California ELD Mandate Enforcement
The ELD mandate, also known as ELD final rule, was issued by the Federal Motor Carrier Safety Administration as a measure to improve the safety of drivers and road traffic. The rule requires truck drivers to use ELDs, electronic logging devices, tho automatically capture hours of service (HOS) data such as truck movements with GPS locations, miles driven and engine hours. ELDs calculate the time that drivers spend behind the wheel and prevent them from exceeding hours of service limits to stay in compliant with federal and state regulations.
The ELD final rule was published in December 2015 with the compliance deadline set for December 18, 2017. However, some state regulators decided to postpone the adoption of the ELD mandate. The Golden State is one examples. In this article, we will discuss California HOS rules, ELD requirements and what HOS247 brings to the table to help carriers stay compliant and increase productivity.
Intrastate Carriers in California
Intrastate carriers and drivers operate only within one state. California is one of the most significant states in terms of in-state truck driving. The state’s regulators decided to postpone the enforcement of the ELD mandate for intrastate drivers. At the moment, California state officials have set December 31, 2020 as the deadline for truck drivers to comply with the new rules.
However, officials recognize that obstacles may arise in the process. For example, local hours of service rules differ from the federally mandated HOS requirements. There is a possibility that the adoption date could be changed yet again.
Who Is Exempt from the ELD Mandate?
According to Federal Motor Carrier Safety Administration most drivers who maintain RODS (records of duty status, known also as drivers’ logs) are subject to the new rule. The ELD mandate applies to most commercial trucks and buses. However, there are a few exemptions. The next categories of drivers are not required to install ELDs in their vehicles:
- Drivers who are required to use paper logs for not more than 8 days during any 30-day period
- Drivers who conduct driveaway-towaway operations where the vehicle is itself the commodity being delivered.
- Drivers of vehicles manufactured before 2000.
Drivers who are not required to maintain RODS, such as short-haul drivers, are not required to install ELDs on their vehicles.
Users of automatic onboard recording devices (AOBRD) installed prior to the Dec. 17, 2017 are temporarily exempt from installing ELDs. All drivers using AOBRDs must convert to ELDs by December 16, 2019. The delay in ELD compliance date for AOBRD users is often referred to as “the Grandfather rule”.
AOBRD vs ELD
The automatic on-board recording devices, or AOBRDs, like ELDs, are pieces of hardware installed in the vehicles to collect data on hours of service. The crucial difference between AOBRDs and ELDs is the amount of data the hardware can collect. ELD records are more accurate and detailed. The new generation of hardware is also more restrictive: ELDs allow less editing of data and warn drivers about going over driving limits.

- _DATA LISTING_:
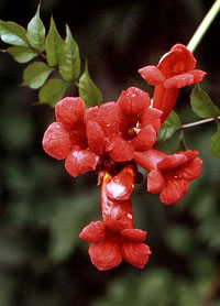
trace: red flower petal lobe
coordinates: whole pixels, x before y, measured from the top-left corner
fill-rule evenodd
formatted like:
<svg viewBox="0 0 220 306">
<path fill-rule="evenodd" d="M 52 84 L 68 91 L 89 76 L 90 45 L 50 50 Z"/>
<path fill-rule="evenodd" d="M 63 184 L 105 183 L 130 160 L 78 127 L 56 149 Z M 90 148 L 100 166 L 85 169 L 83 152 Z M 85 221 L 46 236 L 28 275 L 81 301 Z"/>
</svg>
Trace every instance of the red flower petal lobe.
<svg viewBox="0 0 220 306">
<path fill-rule="evenodd" d="M 146 231 L 140 229 L 123 229 L 121 236 L 133 242 L 143 242 L 146 239 Z"/>
<path fill-rule="evenodd" d="M 134 147 L 131 142 L 125 141 L 120 135 L 110 139 L 106 145 L 109 156 L 116 162 L 131 161 L 134 155 Z"/>
<path fill-rule="evenodd" d="M 106 185 L 106 193 L 110 200 L 128 200 L 134 189 L 135 170 L 133 165 L 125 166 Z"/>
<path fill-rule="evenodd" d="M 98 110 L 98 117 L 105 136 L 109 138 L 118 132 L 121 121 L 121 111 L 116 102 L 101 105 Z"/>
<path fill-rule="evenodd" d="M 119 243 L 113 239 L 91 244 L 89 256 L 92 264 L 100 271 L 112 269 L 122 261 Z"/>
<path fill-rule="evenodd" d="M 173 76 L 164 81 L 165 88 L 182 88 L 186 85 L 194 83 L 194 76 L 191 74 L 182 74 Z"/>
<path fill-rule="evenodd" d="M 156 132 L 150 124 L 141 129 L 140 133 L 132 139 L 135 151 L 147 151 L 156 142 Z"/>
<path fill-rule="evenodd" d="M 85 112 L 84 100 L 79 97 L 66 97 L 55 105 L 55 116 L 58 122 L 72 128 L 76 122 L 82 120 Z"/>
<path fill-rule="evenodd" d="M 165 80 L 162 72 L 153 65 L 139 69 L 139 73 L 150 85 L 158 85 Z"/>
<path fill-rule="evenodd" d="M 63 160 L 69 153 L 72 140 L 63 123 L 53 122 L 43 136 L 44 151 L 51 156 Z"/>
<path fill-rule="evenodd" d="M 152 170 L 147 175 L 147 192 L 151 194 L 161 193 L 164 187 L 164 177 L 158 170 Z"/>
<path fill-rule="evenodd" d="M 158 132 L 161 128 L 161 116 L 162 111 L 156 108 L 147 108 L 141 116 L 141 124 L 145 127 L 146 124 L 151 124 L 156 132 Z"/>
<path fill-rule="evenodd" d="M 188 162 L 186 165 L 177 168 L 176 174 L 178 178 L 190 182 L 201 174 L 201 166 L 202 161 L 199 157 L 197 157 L 196 160 L 193 160 Z"/>
<path fill-rule="evenodd" d="M 103 152 L 105 146 L 105 135 L 97 122 L 89 121 L 87 124 L 87 140 L 89 149 L 98 154 L 101 155 Z"/>
<path fill-rule="evenodd" d="M 184 45 L 176 44 L 168 53 L 162 56 L 157 67 L 161 69 L 165 78 L 169 78 L 175 75 L 184 74 L 187 70 L 191 70 L 195 66 L 196 59 L 193 53 Z"/>
<path fill-rule="evenodd" d="M 65 161 L 66 171 L 74 177 L 87 171 L 95 171 L 96 155 L 89 150 L 72 150 Z"/>
<path fill-rule="evenodd" d="M 197 81 L 201 81 L 207 73 L 199 69 L 194 69 L 194 70 L 188 70 L 187 74 L 191 74 L 194 76 L 194 83 L 197 83 Z"/>
<path fill-rule="evenodd" d="M 151 250 L 144 243 L 125 242 L 122 247 L 122 258 L 132 265 L 143 269 L 148 261 Z"/>
<path fill-rule="evenodd" d="M 135 116 L 150 107 L 151 99 L 147 92 L 136 87 L 130 87 L 127 91 L 122 91 L 117 103 L 120 106 L 123 114 Z"/>
<path fill-rule="evenodd" d="M 180 153 L 176 153 L 173 155 L 167 155 L 162 161 L 157 163 L 158 170 L 172 170 L 176 168 L 188 161 L 187 156 Z"/>
<path fill-rule="evenodd" d="M 87 242 L 101 242 L 106 237 L 106 227 L 103 222 L 90 222 L 79 233 L 79 238 Z"/>
</svg>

- _WORK INSTRUCTIONS_:
**1)** In the article on California ELD mandate enforcement, condense the paragraph beginning "Intrastate carriers and drivers operate" into two sentences that keep its main facts.
**2)** According to the article on California ELD mandate enforcement, by what date must all drivers using AOBRDs convert to ELDs?
**3)** From the article on California ELD mandate enforcement, write out the passage starting at "However, officials recognize" and ending at "the ELD Mandate?".

- _RESPONSES PER TASK_:
**1)** Intrastate carriers and drivers operate within a single state, and California is one of the most significant states for in-state trucking. Its regulators postponed ELD enforcement for intrastate drivers and have currently set December 31, 2020 as the compliance deadline.

**2)** By December 16, 2019.

**3)**
However, officials recognize that obstacles may arise in the process. For example, local hours of service rules differ from the federally mandated HOS requirements. There is a possibility that the adoption date could be changed yet again.
Who Is Exempt from the ELD Mandate?